QUESTIONS:
[a] Translate this sentence from the article on habitat restoration and pandemics below into Spanish: "The SARS-CoV-2 pandemic has made people more aware of the dangers of close contact with wild animals."
[b] Carry on the article on habitat restoration and pandemics below, picking up right after its final sentence.

GIVEN PASSAGE:
================

Restoring wildlife habitats may prevent the next pandemic
12-26-2022

Restoring wildlife habitats may prevent the next pandemic

The SARS-CoV-2 pandemic has made people more aware of the dangers of close contact with wild animals. Viruses such as SARS-CoV-2, SARS-CoV-1, Nipah, and Hendra have all been shown to originate in bat populations and to spill over into humans, sometimes via intermediate hosts. Previous studies have linked spillover with changes in land use that affect bat populations, but there is little explicit data on the connections between spillovers, bat ecology and behavior, and viral dynamics. 

A new review, published in the journal Nature, combines multiple datasets on bat behavior, distributions, reproduction and food availability, along with records of climate, habitat loss and environmental conditions over 25 years. The data is used in the development of a model, along with information on the incidence of Hendra virus outbreaks. This allowed the experts to investigate which factors are associated with the spillover of Hendra from fruit bats to horses, and then to people, in subtropical Australia.

================

DATASET EXTRACT:
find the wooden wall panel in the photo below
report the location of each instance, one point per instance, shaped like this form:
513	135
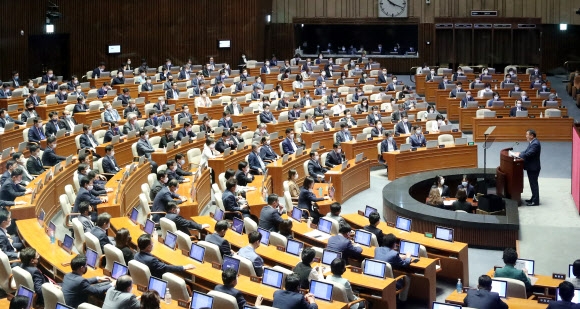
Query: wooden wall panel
147	29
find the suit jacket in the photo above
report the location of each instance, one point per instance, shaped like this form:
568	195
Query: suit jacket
77	289
531	156
342	244
270	218
49	158
484	299
156	267
291	300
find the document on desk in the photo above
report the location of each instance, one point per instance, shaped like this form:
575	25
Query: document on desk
316	234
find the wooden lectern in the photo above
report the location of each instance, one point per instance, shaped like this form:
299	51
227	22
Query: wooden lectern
513	170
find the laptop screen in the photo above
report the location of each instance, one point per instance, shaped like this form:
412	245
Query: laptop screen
158	285
369	210
238	226
324	225
272	278
500	287
362	237
230	262
294	247
443	233
265	236
321	290
409	248
119	270
149	227
197	252
403	224
328	256
170	240
200	300
24	291
91	258
375	268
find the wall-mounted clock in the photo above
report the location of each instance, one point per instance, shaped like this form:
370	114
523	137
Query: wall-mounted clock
393	8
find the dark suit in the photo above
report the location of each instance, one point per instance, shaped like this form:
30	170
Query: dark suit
156	267
531	158
77	289
483	299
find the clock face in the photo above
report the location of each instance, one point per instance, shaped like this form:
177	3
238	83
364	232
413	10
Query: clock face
392	8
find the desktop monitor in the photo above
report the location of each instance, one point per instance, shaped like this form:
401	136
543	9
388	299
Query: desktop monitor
443	233
265	236
230	262
294	247
410	248
170	240
238	225
328	256
375	268
118	270
500	287
369	210
158	285
197	252
403	224
92	257
272	278
201	300
321	290
362	237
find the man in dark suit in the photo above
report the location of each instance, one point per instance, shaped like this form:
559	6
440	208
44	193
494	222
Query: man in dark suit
217	238
291	297
156	267
531	157
77	289
181	223
270	217
483	297
517	108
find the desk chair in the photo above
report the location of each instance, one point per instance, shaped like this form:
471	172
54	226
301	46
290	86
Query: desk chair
222	300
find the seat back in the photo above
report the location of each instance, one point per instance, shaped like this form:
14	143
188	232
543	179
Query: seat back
139	273
177	287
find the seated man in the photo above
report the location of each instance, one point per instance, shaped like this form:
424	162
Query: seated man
156	267
510	257
249	252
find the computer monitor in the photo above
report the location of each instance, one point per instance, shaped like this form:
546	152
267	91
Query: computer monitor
321	290
403	224
272	278
119	270
201	300
328	256
265	236
158	285
324	225
24	291
362	237
230	262
170	240
375	268
294	247
410	248
369	210
500	287
238	225
444	233
92	257
149	227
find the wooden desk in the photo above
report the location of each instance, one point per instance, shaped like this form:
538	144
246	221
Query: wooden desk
403	164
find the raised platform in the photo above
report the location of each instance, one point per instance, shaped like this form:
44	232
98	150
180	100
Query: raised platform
402	198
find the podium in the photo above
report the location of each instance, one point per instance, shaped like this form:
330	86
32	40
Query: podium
512	169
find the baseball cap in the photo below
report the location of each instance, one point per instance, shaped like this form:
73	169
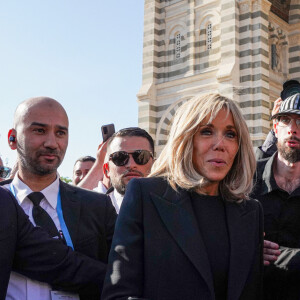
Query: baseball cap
290	105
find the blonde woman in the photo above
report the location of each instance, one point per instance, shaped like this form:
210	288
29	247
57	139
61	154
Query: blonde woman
190	231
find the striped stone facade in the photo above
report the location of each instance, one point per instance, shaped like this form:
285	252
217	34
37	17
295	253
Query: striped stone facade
243	49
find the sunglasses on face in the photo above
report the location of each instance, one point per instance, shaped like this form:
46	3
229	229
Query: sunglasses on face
4	172
121	158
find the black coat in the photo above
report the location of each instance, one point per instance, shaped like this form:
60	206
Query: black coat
90	219
158	253
29	251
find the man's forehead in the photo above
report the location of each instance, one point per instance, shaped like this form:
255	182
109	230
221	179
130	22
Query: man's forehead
127	143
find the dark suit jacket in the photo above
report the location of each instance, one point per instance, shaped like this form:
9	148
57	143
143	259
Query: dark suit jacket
158	253
90	219
29	251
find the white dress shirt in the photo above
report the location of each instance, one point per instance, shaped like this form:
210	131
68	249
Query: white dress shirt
21	287
116	198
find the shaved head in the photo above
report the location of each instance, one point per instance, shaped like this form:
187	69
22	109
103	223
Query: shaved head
25	108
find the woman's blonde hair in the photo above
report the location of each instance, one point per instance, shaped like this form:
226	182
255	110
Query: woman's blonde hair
175	161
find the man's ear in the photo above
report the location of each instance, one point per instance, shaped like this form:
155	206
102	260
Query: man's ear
106	170
12	139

================

RESPONSES FOR EACH TASK:
[a] La pandemia de SARS-CoV-2 ha hecho que la gente sea más consciente de los peligros del contacto estrecho con animales salvajes.

[b]
Australian flying foxes (Pteropus spp., also known as fruit bats) are reservoir hosts of Hendra. This virus does not cause discernible disease in bats, but has a fatality rate of 75 percent in horses (the intermediate host), and 57 percent in humans. The bats forage naturally on nectar and fruit, and are particularly dependent on indigenous flowering trees for food in winter. Infected bats that feed or roost in horse paddocks pass viral particles in their droppings, and horses may contact these while grazing. Humans are exposed via infected horses and do not pass the virus between each other. 

The data sets used for developing the computer models (called Bayesian network models) were collected between 1996 and 2020. They contained information on the locations and sizes of fruit bat populations in subtropical Australia, the landscapes where they foraged, climate and El Niño events, years when there were food shortages, bat reproductive rates, records of bat intakes into rehabilitation facilities, habitat loss in forests that provide nectar in winter, and years when flowering in existing winter forests occurred.

The results of the analysis indicated two major factors driving spillover of Hendra: habitat loss pushing animals into agricultural areas, and climate-induced food shortages. In years subsequent to an El Niño event (high temperatures in the Pacific Ocean), buds of trees that bats depend on for nectar failed to produce flowers during winter, leading to a food shortage. This led to bat populations splitting up and moving into agricultural or urban areas in search of food.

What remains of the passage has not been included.